**Selected extract**
(begin)
Unless you're installing in a small showroom like my pellet guy, an OAK is not an optional item. It's a necessity. Wished I had known that when the installers were here!


----------



## bungalobob (Nov 22, 2008)

jimcooncat said:
			
		

> ** UPDATE **
> Installed the OAK this afternoon. It was 60 bucks in the pellet shop, and all it consisted of was a 2" metal hose, an outdoor hood, and a hose clamp. Not even a wall thimble included -- yeah, I know it was a rip. She said, "buy it." So what's a boy to do?
> 
> Man, it was rough outside. After sawing the hole from the inside, I put on my zoot suit and got the outside drilled. Then I put the hose through from the outside, went back in, and saw how much I had extra. I marked it with a felt pen, then pushed it back outside a ways and put the end over my intake. That held it good while I hacksawed through it. I discarded the end, and pulled it back through the wall to clamp it to the intake. Then I went back out and screwed the hood into place. Back inside, I sealed around it with aluminum tape.
> ...



Forget about the price and just enjoy the results. Congrats, too bad the furnace kicked on though.


----------



## drizler (Nov 23, 2008)

If you have a standard sized inlet pipe you can just make one.   For mine all I did was go to Lowes and buy a piece of Aluminum flexible dryer hose.   The only hard part was drilling the 3 inch hole in the wall.    Luckily I knew a guy who had a hole saw so I bummed his.   I used an extra roof vent flashing disk to dress up the inside and just slid it in place and stuffed the dryer vent out the hole .   For a cap I used a simple aluminum 3" B vent gas cap.   It even looks good and the whole rig with a clamp cost me under $15.     Using that hole saw made a hard job easy in so many ways by limiting penetration as I desired it so there were no surprises in the form of cut wires back in the wall.  Also it keeps from splitting plastic siding in the cold as long as you are careful.   I used a hair dryer to heat up the plastic siding as further insurance against splitting.


----------



## Jester (Nov 23, 2008)

Ok
Ive been looking at this for the last few days.  Ive got such a draft coming up from the basement and around every door and window on the first floor its insane. (up until this Fall I had no insulation in the house anywhere.  Was burning a 275 of oil every 16-18 days keping the house at 68)

My instalation is in the middle of the living/dining room on the street side of my cape. I think to alleviate the cold air being sucked in every crevice Im going to do the OAK
I'd like to keep it decent looking, and am even going to go so far as to paint it black.
Who makes a decent OAK with an internal wall thimble?
Thanks
E


----------



## Xena (Nov 23, 2008)

Jester, I used automotive exhaust flex pipe
adapted into 3" flex dryer vent then went
into a dryer vent kit.  I used a 2" to 3" coupler
I found at the hardware store to join the pipes.
It looks fine on the outside.   

Post #15 in this thread has pictures of the finished set up.
(end)
**Material provided**
(begin)
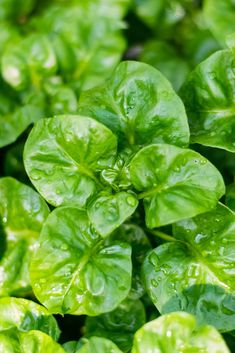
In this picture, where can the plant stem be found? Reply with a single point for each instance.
(161, 235)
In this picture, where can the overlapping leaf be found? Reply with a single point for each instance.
(195, 273)
(73, 271)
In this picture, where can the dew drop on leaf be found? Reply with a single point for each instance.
(154, 260)
(131, 201)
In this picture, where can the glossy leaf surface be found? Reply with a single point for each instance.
(25, 315)
(195, 273)
(164, 58)
(178, 332)
(99, 345)
(63, 156)
(175, 183)
(108, 212)
(12, 341)
(73, 271)
(139, 105)
(15, 119)
(22, 213)
(208, 95)
(136, 237)
(118, 325)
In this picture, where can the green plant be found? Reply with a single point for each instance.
(121, 222)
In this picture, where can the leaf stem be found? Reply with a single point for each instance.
(161, 235)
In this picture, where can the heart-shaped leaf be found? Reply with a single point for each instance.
(176, 183)
(195, 273)
(73, 271)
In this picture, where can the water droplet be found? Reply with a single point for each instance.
(64, 247)
(168, 333)
(49, 171)
(37, 286)
(68, 137)
(212, 75)
(221, 250)
(97, 205)
(4, 219)
(112, 214)
(154, 282)
(154, 259)
(165, 94)
(199, 237)
(131, 201)
(34, 176)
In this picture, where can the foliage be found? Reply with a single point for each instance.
(117, 175)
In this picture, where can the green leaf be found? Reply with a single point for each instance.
(12, 341)
(219, 16)
(27, 61)
(176, 183)
(165, 58)
(39, 342)
(118, 325)
(22, 213)
(139, 105)
(107, 213)
(15, 119)
(178, 332)
(149, 10)
(63, 156)
(136, 237)
(83, 27)
(99, 345)
(196, 272)
(230, 196)
(16, 9)
(74, 346)
(208, 95)
(26, 315)
(73, 271)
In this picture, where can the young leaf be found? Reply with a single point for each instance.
(139, 105)
(118, 325)
(176, 183)
(15, 119)
(99, 345)
(73, 271)
(22, 213)
(12, 341)
(63, 155)
(107, 213)
(230, 196)
(25, 315)
(140, 244)
(195, 273)
(208, 95)
(178, 332)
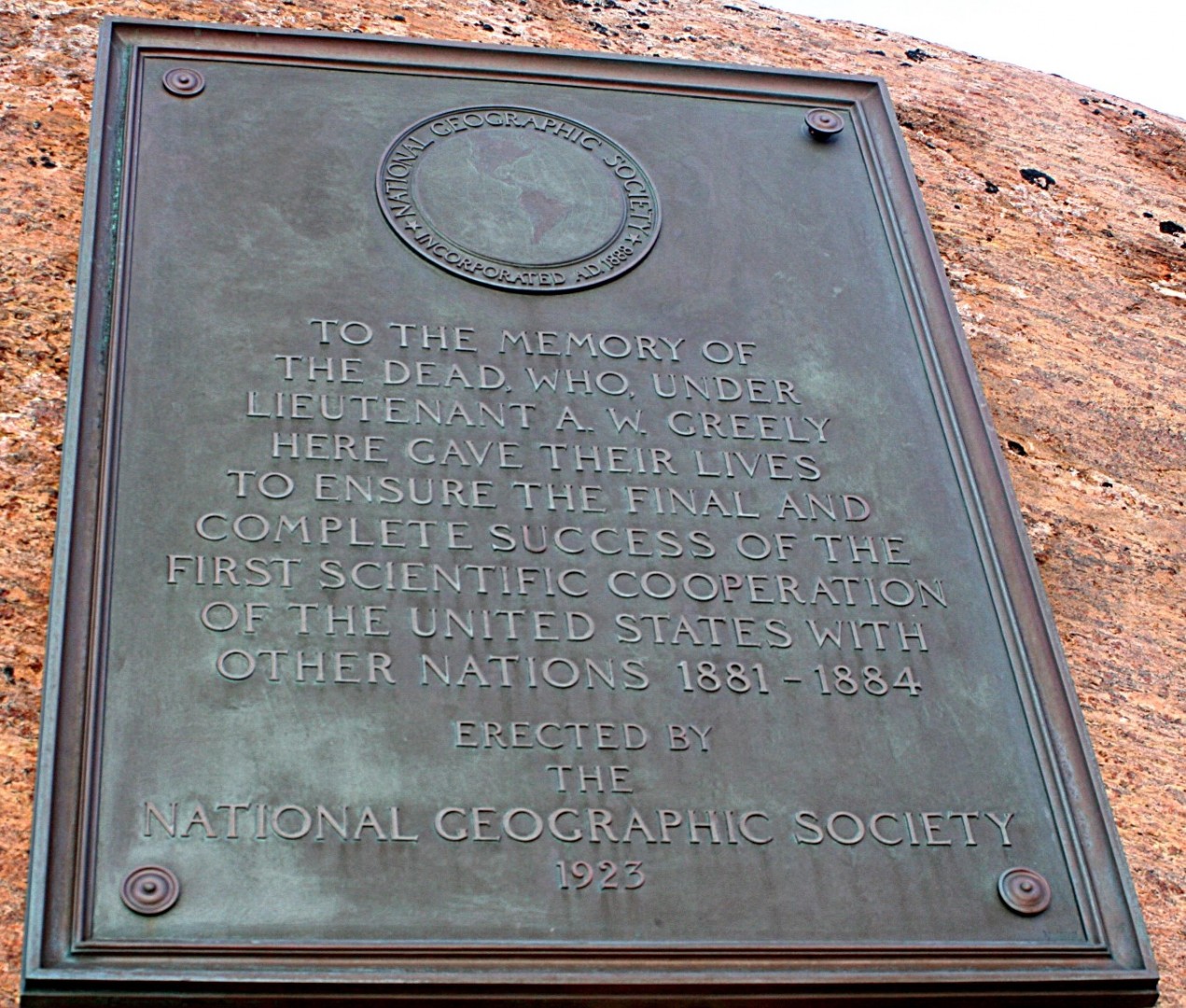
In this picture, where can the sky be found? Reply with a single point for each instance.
(1133, 49)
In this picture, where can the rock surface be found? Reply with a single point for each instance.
(1058, 211)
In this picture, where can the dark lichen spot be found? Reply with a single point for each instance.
(1038, 178)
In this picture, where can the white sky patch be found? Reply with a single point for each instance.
(1134, 50)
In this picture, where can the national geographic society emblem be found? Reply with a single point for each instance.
(519, 200)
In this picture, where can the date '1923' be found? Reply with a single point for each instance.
(607, 875)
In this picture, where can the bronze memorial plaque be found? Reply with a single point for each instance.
(530, 530)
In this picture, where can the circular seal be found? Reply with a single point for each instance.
(517, 198)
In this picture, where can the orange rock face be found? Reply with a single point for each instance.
(1057, 213)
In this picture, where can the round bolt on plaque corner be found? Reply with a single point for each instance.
(1024, 890)
(151, 889)
(184, 82)
(519, 200)
(824, 123)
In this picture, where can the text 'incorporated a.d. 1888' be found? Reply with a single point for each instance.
(534, 533)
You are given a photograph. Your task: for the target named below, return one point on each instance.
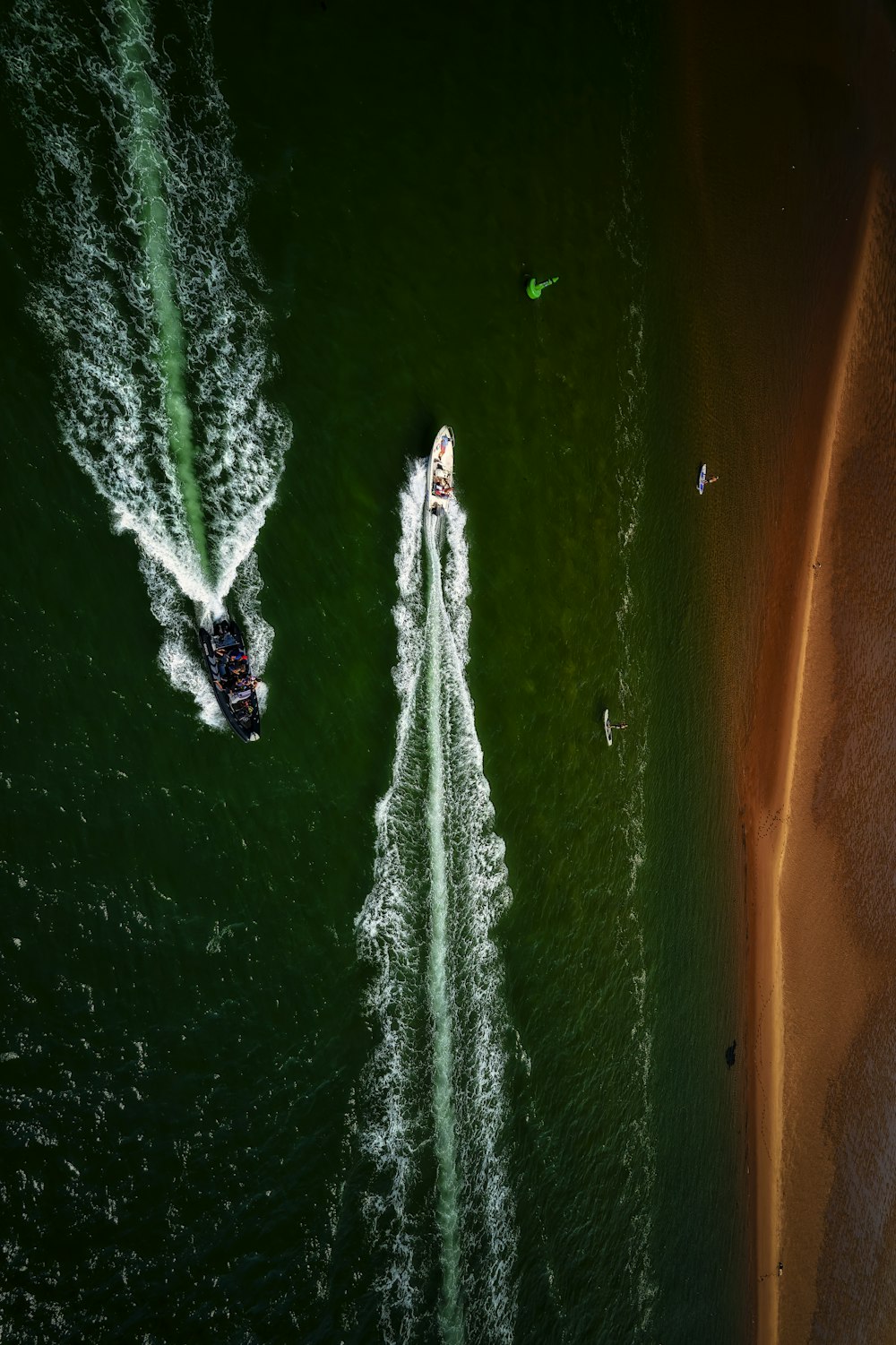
(end)
Repeat word for word the part of the outside air kit thread that runs from "## bungalobob (Nov" up to and including "with aluminum tape.".

## bungalobob (Nov 22, 2008)

jimcooncat said:
			
		

> ** UPDATE **
> Installed the OAK this afternoon. It was 60 bucks in the pellet shop, and all it consisted of was a 2" metal hose, an outdoor hood, and a hose clamp. Not even a wall thimble included -- yeah, I know it was a rip. She said, "buy it." So what's a boy to do?
> 
> Man, it was rough outside. After sawing the hole from the inside, I put on my zoot suit and got the outside drilled. Then I put the hose through from the outside, went back in, and saw how much I had extra. I marked it with a felt pen, then pushed it back outside a ways and put the end over my intake. That held it good while I hacksawed through it. I discarded the end, and pulled it back through the wall to clamp it to the intake. Then I went back out and screwed the hood into place. Back inside, I sealed around it with aluminum tape.